Saved data entries:
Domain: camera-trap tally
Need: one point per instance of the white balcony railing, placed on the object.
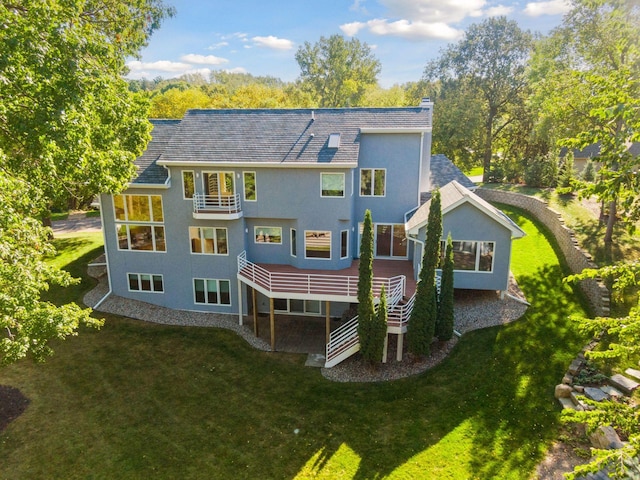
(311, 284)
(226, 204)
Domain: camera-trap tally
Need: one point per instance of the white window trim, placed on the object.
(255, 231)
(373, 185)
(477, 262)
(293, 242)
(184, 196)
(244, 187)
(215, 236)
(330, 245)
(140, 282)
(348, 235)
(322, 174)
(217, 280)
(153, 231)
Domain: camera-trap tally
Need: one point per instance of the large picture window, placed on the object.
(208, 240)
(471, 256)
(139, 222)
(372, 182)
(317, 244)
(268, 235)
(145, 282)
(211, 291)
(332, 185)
...
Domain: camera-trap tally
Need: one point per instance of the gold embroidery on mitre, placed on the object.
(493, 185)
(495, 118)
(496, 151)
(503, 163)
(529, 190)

WHAT THIS TASK INVOLVES:
Identify every line in the data above that contains the word "object", and copy each of those lines.

RIGHT ANSWER:
Need: one point per instance of the white balcony railing, placed on the object.
Need: one point per instance of the white window trim, placed on the object.
Need: one point per instance of the large picture window, placed on the object.
Need: one point per instance of the gold embroidery on mitre, placed on the object.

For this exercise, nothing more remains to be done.